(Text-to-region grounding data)

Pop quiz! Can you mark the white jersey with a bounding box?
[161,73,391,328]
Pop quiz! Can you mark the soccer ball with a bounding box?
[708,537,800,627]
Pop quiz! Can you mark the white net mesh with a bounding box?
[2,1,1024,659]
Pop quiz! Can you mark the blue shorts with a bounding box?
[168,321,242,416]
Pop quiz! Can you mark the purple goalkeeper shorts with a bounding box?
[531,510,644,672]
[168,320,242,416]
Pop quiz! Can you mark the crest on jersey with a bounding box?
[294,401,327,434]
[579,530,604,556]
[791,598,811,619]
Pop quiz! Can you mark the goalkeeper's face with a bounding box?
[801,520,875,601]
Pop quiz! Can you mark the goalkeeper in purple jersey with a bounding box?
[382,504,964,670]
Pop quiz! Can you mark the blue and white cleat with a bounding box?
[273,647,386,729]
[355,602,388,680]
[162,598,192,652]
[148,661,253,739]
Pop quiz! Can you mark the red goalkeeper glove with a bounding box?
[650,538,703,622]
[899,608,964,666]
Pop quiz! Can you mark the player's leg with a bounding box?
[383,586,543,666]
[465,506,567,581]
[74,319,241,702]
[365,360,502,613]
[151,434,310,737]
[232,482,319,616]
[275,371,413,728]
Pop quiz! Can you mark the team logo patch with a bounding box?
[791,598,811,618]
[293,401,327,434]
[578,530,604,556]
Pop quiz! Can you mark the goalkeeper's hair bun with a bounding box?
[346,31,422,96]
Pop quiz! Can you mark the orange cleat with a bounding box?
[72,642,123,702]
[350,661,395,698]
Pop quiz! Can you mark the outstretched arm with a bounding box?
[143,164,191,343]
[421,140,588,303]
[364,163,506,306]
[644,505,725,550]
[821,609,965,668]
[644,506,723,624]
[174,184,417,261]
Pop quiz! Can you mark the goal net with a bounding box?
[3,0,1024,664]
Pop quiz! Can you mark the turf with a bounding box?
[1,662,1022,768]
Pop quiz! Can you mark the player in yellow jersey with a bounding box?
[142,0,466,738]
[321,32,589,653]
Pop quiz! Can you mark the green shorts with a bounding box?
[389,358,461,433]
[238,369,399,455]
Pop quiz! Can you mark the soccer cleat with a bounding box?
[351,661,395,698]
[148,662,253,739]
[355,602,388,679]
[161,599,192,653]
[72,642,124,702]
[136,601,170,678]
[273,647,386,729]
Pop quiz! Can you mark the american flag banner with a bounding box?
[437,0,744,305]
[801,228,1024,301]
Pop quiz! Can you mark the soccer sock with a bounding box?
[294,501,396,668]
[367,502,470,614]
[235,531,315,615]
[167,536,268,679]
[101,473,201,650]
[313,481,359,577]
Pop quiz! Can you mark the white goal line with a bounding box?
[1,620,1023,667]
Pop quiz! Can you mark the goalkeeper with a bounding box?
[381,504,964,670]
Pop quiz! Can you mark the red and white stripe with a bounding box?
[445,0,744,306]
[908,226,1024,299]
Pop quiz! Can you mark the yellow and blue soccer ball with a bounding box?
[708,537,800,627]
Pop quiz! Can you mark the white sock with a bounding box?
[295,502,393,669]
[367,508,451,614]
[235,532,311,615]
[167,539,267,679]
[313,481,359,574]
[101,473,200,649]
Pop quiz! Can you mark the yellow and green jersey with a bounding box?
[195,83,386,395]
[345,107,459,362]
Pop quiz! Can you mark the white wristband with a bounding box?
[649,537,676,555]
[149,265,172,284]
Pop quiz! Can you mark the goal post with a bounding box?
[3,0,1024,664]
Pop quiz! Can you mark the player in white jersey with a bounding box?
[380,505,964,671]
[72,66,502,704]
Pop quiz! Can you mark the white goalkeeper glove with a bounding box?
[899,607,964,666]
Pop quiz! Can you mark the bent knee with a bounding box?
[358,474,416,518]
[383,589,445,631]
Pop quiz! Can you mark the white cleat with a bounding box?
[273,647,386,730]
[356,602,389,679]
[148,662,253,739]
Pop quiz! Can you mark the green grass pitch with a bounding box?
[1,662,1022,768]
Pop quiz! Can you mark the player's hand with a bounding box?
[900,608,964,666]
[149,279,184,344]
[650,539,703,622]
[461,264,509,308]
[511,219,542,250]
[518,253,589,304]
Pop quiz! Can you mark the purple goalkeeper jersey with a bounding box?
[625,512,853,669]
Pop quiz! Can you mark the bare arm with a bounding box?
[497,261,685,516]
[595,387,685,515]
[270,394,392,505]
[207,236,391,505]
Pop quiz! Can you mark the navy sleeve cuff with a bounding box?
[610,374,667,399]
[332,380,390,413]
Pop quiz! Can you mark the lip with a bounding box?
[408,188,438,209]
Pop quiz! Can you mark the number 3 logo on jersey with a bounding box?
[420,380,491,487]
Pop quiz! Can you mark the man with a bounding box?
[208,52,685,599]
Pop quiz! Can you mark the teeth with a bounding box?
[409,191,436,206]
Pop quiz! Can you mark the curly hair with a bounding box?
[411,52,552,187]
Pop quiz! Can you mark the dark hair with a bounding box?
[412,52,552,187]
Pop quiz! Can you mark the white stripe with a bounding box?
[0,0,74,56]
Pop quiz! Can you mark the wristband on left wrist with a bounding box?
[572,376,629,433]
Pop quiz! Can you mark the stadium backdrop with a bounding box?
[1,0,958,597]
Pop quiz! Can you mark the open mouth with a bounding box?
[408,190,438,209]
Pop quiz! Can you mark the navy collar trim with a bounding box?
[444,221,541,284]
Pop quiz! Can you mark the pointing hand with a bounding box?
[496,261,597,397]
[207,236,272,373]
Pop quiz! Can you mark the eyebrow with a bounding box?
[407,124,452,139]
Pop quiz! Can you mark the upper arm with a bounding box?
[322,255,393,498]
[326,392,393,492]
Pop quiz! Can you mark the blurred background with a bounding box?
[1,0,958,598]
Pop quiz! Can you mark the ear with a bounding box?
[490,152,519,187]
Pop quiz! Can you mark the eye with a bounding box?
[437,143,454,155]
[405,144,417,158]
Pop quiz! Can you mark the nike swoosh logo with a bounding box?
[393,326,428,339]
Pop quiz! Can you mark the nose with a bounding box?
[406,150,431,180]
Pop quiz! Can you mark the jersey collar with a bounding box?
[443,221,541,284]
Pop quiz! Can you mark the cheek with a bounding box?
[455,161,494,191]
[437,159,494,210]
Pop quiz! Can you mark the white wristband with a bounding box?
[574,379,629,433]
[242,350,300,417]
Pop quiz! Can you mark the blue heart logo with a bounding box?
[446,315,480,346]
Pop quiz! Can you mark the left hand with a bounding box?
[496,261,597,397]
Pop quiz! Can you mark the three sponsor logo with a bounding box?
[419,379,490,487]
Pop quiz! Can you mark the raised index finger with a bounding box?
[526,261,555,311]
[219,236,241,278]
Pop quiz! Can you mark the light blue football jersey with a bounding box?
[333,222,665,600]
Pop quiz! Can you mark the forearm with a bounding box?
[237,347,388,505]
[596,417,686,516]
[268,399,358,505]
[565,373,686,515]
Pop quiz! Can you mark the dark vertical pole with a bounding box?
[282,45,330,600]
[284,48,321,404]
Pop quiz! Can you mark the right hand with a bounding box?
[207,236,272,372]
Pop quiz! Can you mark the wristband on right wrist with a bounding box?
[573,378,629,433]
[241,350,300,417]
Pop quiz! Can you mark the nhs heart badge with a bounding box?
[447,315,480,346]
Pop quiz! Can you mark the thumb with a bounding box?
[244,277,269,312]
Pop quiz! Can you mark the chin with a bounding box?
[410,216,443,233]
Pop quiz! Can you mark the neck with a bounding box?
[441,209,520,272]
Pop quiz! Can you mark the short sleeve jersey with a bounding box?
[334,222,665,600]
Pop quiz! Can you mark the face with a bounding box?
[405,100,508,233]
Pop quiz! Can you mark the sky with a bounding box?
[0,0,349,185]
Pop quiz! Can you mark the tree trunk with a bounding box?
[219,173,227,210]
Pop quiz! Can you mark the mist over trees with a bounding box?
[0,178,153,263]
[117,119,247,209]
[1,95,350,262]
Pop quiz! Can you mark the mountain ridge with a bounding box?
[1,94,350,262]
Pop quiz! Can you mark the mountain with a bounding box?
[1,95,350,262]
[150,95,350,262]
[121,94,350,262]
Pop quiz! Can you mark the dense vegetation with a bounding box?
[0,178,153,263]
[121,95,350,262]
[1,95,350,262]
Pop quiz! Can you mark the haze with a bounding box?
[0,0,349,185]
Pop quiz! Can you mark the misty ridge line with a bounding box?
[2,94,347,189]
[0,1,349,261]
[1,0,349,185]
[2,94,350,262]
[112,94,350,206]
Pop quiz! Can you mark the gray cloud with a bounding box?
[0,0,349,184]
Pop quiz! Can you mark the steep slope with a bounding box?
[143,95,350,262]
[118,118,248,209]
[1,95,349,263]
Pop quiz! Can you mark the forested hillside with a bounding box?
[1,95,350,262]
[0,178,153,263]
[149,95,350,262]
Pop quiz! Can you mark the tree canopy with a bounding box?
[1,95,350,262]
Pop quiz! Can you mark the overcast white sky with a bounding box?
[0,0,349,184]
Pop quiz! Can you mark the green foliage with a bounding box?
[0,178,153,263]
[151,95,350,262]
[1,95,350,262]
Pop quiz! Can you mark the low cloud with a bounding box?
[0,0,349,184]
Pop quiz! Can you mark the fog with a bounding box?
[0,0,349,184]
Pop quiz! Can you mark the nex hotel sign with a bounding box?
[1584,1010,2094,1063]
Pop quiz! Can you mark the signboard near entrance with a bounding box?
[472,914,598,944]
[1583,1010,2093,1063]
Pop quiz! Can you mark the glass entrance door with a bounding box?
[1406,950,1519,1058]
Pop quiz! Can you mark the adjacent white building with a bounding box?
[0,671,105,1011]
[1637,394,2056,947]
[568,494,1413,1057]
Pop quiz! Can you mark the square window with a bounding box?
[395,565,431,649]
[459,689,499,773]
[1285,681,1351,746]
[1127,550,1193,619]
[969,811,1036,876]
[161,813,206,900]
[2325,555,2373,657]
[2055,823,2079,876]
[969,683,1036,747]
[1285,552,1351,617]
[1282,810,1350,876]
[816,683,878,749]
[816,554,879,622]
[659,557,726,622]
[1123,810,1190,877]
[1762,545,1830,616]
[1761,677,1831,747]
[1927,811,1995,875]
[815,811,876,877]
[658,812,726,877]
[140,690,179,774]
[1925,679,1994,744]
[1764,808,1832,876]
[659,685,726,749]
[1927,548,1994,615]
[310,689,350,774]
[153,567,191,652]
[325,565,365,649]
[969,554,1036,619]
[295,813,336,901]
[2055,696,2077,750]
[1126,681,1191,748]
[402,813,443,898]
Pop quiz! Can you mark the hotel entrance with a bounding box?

• Exercise
Where the records above contain a line with "Pop quiz! Can you mark the low", repeat that line and each later line through the end, exactly, and nothing more.

• Task response
Pop quiz! Can you mark the low cloud with a bounding box?
[0,0,349,184]
Pop quiz! Can you mark the fog with a bounding box?
[0,0,349,184]
Pop quiz! Can you mark the nex hotel sign with a bounding box?
[1584,1010,2094,1063]
Pop quiz! Can you mark the signboard near entrance with a bounding box?
[472,914,598,944]
[1583,1010,2093,1063]
Pop quiz! Can you mark the glass entrance door with a bounding box?
[1406,950,1519,1058]
Pop quiz! Can you mark the adjacent white building with a bounding box?
[0,671,105,1011]
[1637,394,2056,947]
[568,494,1413,1057]
Pop quiz! Can you mark the square window with a bounding box?
[395,565,431,649]
[459,689,499,773]
[1285,681,1351,746]
[1127,550,1193,619]
[969,811,1036,876]
[161,813,206,900]
[2325,555,2373,657]
[2055,823,2079,876]
[969,683,1036,747]
[1285,552,1351,617]
[1282,810,1350,876]
[816,683,878,749]
[816,554,879,622]
[659,557,726,622]
[1123,810,1190,877]
[1762,545,1830,616]
[1761,677,1831,747]
[1927,811,1995,875]
[815,811,876,877]
[658,812,726,877]
[140,690,179,774]
[1925,679,1994,744]
[1764,808,1832,876]
[659,685,726,749]
[1927,548,1994,615]
[310,689,350,774]
[153,567,191,652]
[325,565,365,649]
[969,554,1036,619]
[295,813,336,901]
[2055,696,2077,750]
[1126,681,1191,748]
[402,813,443,898]
Pop quiz! Can you mark the hotel entrance with a bounding box?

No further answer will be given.